Reported 6MFY19 core PATAMI of RM104.4m (YoY: +7.9%) was broadly in line with ours and consensus estimates, at 46.4% and 45.8% respectively. We are encouraged by QL’s foray into the convenience store business, as Family Mart seems to be well received by Malaysian consumers. Despite this, we expect the business segment to be loss making in the short term. We maintain our TP of RM5.10 (based on 35x PE of FY 19 EPS of 14.6 sen) and SELL call

In line. Reported 6MFY19 core PATAMI of RM104.4m (YoY: +7.9%) was broadly in line with ours and consensus estimates, at 46.4% and 45.8% respectively. We deem this in line as 2H is historically slightly stronger than 1H.

Dividend. None Declared (2QFY18: None).

QoQ: Core PATAMI grew 38.0% to RM60.5m due to better performance in the Marine Product Manufacturing (MPM) and Integrated Livestock Farming (ILF) business divisions. MPM division’s profitability was fuelled by recovering fish landings (+26.7% at the PBT level). ILF division grew strongly by 72.4% at the PBT level from higher contributions from Malaysia poultry units (partially from recovery in egg prices in 2Q19) and increased raw material trade volume. The better performance was achieved despite the Palm Oil Activities (POA) division posting losses for the first time since 4QFY15.

YoY: Core PATAMI growth of 10.7% was in tandem with higher revenue (+13.8%), which grew to RM920.3m, a record high for QL. Profitability was driven by better performance in the MPM division for similar reasons mentioned above as well as favourable effective tax rate. Despite this, the POA division posted RM1.6m losses in 2Q19 vs RM3.1m in 2Q18 at the PBT level. This was due to lower OER from Indonesia plantations and lower average realised CPO price (2Q19: RM2,198/mt vs 2Q18: RM2,650/mt).
________________________
YOUR TASKS ▸
• a. In the QL earnings note, what was quarter-on-quarter core PATAMI growth?
• b. Reproduce the part of the QL earnings note starting with "Dividend. None Declared" and going on through "time since 4QFY15.".
• c. For each statement, say whether the QL earnings note supports it (yes or no), and quote the words that decide it.
(i) The Palm Oil Activities division posted losses for the first time since 4QFY15.
(ii) A dividend was declared for the quarter.
(iii) The average realised CPO price was higher in 2Q19 than in 2Q18.

PROVIDED DATA ▸
________________________
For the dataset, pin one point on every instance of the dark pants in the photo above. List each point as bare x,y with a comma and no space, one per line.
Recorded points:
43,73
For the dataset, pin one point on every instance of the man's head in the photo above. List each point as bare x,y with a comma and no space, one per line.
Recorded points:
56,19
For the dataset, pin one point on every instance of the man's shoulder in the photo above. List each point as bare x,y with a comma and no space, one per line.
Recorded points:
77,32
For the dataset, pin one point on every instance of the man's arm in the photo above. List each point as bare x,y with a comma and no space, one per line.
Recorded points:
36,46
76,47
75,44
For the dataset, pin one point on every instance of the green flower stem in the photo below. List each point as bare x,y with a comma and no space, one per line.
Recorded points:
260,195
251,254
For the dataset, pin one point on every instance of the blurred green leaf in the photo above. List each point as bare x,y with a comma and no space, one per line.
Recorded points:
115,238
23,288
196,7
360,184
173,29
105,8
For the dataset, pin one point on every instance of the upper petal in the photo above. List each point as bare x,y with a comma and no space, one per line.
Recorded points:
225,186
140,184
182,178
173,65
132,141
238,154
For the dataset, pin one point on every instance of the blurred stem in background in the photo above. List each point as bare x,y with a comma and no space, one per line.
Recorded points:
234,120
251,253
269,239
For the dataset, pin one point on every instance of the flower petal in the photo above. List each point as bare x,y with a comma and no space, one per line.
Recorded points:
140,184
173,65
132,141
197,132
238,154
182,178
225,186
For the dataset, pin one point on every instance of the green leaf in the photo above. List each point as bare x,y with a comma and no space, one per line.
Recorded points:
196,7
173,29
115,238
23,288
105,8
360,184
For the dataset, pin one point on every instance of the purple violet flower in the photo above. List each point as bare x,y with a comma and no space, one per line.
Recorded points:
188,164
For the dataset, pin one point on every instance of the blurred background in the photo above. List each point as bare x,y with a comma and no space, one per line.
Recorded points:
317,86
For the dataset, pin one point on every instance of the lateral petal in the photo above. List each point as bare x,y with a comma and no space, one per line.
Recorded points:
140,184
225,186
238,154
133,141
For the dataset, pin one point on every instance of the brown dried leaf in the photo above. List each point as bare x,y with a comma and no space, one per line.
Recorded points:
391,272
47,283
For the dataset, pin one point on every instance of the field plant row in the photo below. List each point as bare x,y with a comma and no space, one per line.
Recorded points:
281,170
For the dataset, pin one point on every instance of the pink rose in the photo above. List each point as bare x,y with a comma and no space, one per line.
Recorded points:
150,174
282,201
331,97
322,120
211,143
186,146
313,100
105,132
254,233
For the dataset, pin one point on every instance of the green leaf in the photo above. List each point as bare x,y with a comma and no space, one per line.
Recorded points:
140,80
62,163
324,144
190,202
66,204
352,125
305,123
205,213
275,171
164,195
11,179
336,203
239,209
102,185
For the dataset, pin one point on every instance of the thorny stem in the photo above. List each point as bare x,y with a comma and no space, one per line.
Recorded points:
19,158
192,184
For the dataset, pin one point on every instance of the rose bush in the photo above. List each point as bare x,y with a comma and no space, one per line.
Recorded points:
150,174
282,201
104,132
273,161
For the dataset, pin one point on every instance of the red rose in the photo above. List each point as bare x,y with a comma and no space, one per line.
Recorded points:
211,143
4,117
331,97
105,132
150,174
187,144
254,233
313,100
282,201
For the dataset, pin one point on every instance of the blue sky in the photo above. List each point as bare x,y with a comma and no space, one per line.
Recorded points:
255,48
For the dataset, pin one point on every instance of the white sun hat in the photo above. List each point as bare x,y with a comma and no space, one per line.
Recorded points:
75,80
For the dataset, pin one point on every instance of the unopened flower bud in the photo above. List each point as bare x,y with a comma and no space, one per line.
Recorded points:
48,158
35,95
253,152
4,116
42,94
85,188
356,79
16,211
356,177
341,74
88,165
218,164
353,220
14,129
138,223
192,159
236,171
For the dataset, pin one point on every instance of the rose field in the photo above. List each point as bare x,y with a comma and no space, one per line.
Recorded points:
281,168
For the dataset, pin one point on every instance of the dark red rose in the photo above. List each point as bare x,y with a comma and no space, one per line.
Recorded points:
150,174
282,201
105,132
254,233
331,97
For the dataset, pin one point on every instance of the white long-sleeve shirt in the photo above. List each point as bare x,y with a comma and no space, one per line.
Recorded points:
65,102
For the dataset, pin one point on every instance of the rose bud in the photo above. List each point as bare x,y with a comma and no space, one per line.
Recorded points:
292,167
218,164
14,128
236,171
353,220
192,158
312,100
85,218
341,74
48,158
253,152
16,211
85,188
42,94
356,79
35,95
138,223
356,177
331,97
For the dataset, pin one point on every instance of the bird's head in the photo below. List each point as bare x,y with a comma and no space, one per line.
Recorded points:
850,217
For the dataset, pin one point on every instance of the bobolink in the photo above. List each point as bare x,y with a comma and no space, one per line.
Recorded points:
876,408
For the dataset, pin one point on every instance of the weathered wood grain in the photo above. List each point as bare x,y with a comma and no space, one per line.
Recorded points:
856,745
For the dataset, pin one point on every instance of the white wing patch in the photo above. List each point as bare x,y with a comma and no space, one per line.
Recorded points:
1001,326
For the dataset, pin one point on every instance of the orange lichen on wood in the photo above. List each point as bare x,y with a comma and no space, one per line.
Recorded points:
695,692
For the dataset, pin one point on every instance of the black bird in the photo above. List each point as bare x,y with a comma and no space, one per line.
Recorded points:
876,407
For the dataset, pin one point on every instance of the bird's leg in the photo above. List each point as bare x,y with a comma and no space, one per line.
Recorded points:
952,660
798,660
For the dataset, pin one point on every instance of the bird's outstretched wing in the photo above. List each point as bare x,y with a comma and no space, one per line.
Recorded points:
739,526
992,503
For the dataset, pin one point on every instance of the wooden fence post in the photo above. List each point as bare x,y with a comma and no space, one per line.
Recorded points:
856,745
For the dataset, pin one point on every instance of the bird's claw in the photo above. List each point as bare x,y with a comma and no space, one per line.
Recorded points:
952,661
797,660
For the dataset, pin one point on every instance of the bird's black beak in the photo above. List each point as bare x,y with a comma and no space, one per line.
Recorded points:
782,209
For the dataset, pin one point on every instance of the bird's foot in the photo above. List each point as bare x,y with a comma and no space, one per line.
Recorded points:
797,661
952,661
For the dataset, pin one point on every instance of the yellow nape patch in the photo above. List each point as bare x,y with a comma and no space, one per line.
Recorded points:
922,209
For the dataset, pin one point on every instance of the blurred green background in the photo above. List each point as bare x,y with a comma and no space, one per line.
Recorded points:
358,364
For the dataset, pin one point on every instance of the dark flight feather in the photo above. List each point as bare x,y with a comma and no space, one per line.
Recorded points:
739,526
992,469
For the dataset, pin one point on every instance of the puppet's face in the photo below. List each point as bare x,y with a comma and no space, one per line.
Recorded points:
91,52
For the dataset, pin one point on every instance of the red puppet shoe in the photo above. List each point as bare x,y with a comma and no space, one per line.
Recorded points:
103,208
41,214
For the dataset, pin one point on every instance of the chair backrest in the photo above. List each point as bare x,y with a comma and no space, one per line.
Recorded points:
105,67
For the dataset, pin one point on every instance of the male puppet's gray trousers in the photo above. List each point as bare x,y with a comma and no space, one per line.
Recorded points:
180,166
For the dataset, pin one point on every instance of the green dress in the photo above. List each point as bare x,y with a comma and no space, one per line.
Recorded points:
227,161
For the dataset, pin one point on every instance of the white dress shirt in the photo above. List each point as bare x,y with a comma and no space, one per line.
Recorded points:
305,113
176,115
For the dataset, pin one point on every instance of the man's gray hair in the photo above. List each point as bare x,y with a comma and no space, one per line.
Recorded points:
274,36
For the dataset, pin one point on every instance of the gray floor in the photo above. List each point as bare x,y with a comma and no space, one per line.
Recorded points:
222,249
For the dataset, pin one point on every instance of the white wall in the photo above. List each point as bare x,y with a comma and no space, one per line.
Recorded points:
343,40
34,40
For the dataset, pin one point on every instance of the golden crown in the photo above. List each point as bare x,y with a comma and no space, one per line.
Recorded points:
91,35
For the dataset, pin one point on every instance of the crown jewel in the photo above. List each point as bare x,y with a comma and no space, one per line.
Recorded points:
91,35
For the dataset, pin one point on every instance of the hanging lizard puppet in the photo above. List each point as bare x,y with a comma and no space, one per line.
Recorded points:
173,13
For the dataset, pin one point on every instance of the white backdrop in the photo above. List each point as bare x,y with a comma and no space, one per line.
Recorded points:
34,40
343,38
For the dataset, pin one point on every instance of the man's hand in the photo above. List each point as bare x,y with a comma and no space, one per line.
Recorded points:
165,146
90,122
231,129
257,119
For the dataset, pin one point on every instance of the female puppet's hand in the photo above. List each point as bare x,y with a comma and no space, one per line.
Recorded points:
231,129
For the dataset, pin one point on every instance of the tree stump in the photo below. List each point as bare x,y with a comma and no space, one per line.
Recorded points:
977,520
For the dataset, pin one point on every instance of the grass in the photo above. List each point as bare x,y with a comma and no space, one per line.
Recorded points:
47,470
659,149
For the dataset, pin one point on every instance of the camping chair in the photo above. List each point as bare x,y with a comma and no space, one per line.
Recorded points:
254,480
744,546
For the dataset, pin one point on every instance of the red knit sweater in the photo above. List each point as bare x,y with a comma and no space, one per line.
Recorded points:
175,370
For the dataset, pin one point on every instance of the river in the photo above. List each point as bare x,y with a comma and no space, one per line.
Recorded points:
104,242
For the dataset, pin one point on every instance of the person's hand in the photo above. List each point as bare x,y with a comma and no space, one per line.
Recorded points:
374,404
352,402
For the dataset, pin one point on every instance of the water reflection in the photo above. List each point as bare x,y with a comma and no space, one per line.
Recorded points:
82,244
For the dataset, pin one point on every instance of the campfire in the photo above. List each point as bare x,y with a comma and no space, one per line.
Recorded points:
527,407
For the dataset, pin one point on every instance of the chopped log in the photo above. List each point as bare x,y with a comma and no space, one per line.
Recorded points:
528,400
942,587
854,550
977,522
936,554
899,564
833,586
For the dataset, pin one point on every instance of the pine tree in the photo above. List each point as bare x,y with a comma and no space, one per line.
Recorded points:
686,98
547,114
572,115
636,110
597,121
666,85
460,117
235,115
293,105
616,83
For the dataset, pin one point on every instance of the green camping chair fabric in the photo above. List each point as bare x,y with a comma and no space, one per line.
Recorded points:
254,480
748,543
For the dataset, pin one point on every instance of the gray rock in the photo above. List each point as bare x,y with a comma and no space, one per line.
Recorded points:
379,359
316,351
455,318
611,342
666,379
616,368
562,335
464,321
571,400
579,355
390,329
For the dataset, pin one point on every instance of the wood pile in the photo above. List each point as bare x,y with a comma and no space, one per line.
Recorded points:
________________________
RESPONSES TO THE TASKS ▸
• a. 38.0%, to RM60.5m.

• b.
Dividend. None Declared (2QFY18: None).

QoQ: Core PATAMI grew 38.0% to RM60.5m due to better performance in the Marine Product Manufacturing (MPM) and Integrated Livestock Farming (ILF) business divisions. MPM division’s profitability was fuelled by recovering fish landings (+26.7% at the PBT level). ILF division grew strongly by 72.4% at the PBT level from higher contributions from Malaysia poultry units (partially from recovery in egg prices in 2Q19) and increased raw material trade volume. The better performance was achieved despite the Palm Oil Activities (POA) division posting losses for the first time since 4QFY15.

• c.
(i) Yes: "The better performance was achieved despite the Palm Oil Activities (POA) division posting losses for the first time since 4QFY15."
(ii) No: "Dividend. None Declared (2QFY18: None)."
(iii) No: "lower average realised CPO price (2Q19: RM2,198/mt vs 2Q18: RM2,650/mt)"